» Consegna
Duplica senza alcuna modifica le righe dei record riportati più sotto, partendo dalla riga che contiene "notation: point(542, 127)." e proseguendo fino alla riga che contiene "point(217, 224)", entrambe incluse.

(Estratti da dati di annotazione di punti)
════

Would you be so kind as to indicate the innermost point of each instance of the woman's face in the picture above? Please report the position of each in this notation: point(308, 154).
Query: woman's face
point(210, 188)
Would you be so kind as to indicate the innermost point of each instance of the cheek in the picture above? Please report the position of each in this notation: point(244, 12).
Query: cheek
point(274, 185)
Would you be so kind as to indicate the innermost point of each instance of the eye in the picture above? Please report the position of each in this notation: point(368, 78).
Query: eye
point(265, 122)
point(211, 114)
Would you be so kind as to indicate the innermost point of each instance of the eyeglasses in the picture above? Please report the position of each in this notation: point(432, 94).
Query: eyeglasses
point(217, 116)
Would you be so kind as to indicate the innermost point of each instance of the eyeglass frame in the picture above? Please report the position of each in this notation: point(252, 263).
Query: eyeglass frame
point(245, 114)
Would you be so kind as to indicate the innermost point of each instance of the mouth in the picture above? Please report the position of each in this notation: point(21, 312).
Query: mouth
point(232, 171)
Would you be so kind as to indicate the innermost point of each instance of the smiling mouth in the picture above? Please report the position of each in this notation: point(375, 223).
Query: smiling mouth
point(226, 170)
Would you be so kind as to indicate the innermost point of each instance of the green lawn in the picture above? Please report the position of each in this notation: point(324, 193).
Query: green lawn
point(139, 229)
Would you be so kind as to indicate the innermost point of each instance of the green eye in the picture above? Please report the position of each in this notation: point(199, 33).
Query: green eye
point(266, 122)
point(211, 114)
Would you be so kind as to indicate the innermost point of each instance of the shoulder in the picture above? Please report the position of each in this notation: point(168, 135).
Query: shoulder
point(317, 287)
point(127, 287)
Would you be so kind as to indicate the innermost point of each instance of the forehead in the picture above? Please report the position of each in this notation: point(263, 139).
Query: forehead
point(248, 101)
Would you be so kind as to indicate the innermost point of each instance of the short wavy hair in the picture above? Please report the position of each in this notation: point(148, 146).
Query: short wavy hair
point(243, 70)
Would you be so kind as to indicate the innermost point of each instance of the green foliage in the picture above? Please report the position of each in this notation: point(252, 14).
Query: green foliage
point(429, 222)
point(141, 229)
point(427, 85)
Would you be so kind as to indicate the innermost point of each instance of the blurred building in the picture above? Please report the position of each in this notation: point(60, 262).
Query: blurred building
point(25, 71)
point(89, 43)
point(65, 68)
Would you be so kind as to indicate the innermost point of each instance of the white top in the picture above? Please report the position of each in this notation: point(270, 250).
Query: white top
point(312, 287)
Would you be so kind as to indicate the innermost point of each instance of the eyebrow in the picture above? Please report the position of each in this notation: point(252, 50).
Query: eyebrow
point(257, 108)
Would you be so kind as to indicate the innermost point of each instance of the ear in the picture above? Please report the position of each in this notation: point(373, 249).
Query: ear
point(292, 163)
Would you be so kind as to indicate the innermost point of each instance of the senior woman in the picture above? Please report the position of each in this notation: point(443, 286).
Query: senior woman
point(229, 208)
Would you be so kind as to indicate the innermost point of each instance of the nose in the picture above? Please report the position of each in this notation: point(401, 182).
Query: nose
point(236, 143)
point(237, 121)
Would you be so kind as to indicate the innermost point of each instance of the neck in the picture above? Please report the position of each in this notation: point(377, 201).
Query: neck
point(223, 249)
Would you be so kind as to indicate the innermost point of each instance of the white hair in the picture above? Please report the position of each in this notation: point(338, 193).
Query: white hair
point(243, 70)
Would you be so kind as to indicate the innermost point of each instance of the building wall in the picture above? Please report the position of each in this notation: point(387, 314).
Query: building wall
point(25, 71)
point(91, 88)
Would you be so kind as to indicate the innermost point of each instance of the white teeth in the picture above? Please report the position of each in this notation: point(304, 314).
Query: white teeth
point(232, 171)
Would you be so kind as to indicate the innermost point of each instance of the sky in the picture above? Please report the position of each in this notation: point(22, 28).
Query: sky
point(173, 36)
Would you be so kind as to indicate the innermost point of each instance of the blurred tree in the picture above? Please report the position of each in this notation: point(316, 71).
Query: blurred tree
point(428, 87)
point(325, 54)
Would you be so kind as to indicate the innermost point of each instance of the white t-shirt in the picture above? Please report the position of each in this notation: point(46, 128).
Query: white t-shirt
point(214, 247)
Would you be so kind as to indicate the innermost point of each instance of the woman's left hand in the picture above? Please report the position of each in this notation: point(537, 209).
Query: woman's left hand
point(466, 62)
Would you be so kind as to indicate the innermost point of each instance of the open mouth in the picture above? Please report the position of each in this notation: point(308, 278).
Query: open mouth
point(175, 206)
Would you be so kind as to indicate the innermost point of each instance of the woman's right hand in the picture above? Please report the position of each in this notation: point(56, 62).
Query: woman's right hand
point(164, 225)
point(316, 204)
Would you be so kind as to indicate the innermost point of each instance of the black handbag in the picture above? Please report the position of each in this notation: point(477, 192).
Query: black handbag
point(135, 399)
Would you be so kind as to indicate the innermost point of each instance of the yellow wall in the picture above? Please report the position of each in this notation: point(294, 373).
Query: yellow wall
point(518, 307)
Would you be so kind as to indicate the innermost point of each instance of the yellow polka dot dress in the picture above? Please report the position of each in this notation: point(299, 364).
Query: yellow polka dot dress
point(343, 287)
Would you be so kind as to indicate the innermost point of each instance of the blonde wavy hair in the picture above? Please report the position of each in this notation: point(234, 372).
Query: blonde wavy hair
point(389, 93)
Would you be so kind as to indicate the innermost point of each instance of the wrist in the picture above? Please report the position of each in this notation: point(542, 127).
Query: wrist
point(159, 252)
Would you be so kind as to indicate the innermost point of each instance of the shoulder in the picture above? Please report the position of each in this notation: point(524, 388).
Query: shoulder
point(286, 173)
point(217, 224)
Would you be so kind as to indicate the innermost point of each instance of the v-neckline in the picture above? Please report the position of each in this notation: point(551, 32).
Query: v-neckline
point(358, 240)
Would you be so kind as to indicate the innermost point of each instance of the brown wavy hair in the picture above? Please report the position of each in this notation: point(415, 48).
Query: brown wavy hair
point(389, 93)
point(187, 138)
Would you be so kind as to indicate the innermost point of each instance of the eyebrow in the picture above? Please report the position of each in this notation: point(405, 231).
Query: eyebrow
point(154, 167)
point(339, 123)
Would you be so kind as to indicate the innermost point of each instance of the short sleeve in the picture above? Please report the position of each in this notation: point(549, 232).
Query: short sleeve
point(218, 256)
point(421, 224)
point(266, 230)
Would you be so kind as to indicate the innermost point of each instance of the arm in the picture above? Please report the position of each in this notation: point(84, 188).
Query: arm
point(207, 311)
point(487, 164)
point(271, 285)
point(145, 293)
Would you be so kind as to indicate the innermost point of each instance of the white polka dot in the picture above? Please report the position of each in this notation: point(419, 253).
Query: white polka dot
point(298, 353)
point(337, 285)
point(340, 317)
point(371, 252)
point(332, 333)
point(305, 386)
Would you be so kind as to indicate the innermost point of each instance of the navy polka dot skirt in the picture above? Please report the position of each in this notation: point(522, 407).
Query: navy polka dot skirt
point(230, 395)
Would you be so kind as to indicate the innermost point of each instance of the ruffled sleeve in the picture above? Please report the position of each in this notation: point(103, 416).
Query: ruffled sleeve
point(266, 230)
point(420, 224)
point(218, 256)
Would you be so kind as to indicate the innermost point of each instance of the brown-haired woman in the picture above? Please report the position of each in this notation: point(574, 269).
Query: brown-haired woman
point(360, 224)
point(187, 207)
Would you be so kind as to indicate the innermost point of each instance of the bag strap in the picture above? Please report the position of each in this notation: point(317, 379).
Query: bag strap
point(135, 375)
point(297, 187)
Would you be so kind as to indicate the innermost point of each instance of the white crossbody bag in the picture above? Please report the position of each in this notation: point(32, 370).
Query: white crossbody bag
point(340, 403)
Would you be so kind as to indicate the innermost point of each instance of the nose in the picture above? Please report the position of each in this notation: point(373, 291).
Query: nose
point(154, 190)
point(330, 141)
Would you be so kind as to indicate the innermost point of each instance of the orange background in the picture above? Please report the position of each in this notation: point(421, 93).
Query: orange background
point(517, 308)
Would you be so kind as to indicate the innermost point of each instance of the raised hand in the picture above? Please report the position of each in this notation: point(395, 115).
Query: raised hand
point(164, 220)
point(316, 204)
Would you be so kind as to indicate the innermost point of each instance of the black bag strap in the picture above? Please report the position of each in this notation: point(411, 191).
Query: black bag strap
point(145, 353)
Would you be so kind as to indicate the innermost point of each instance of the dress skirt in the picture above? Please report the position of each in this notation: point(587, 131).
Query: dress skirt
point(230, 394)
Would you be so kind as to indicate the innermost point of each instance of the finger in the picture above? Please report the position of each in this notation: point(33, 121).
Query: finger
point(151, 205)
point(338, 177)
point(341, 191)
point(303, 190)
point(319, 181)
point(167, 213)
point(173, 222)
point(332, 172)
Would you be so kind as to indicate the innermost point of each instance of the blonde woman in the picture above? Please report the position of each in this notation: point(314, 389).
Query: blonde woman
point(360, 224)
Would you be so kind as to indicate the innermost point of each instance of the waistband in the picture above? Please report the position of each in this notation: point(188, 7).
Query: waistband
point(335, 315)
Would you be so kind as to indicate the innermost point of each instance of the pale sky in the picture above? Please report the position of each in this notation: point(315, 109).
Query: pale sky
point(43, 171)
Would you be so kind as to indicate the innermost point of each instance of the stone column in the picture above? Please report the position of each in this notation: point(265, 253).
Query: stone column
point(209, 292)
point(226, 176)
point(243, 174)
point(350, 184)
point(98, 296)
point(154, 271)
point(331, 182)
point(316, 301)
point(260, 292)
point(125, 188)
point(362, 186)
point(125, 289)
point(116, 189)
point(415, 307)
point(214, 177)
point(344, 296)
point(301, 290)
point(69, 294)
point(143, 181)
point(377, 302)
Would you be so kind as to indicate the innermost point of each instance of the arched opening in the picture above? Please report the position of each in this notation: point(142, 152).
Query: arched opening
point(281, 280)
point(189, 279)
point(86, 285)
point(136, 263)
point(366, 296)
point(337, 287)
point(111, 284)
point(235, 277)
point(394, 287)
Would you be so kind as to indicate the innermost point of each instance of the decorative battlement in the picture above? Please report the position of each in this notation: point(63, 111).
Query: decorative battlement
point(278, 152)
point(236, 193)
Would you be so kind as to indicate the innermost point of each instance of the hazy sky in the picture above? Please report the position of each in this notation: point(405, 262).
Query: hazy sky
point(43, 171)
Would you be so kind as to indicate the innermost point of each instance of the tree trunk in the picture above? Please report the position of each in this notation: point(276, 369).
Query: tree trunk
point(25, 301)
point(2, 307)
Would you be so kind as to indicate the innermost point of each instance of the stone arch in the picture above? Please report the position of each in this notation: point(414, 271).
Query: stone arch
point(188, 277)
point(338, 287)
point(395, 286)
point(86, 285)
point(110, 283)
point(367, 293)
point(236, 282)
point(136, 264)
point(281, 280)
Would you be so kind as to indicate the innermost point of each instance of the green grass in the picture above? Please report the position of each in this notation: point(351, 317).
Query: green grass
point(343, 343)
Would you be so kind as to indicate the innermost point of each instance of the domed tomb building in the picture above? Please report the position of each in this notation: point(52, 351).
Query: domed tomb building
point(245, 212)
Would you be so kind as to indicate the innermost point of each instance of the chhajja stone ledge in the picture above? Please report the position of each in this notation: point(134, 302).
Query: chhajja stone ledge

════

» Risultato
Would you be so kind as to indicate the innermost point of each instance of the wrist in the picture above? Please report the position of each in this notation: point(542, 127).
Query: wrist
point(159, 252)
Would you be so kind as to indicate the innermost point of each instance of the shoulder in the picture above? Please report the position of each in this notation: point(524, 388).
Query: shoulder
point(286, 173)
point(217, 224)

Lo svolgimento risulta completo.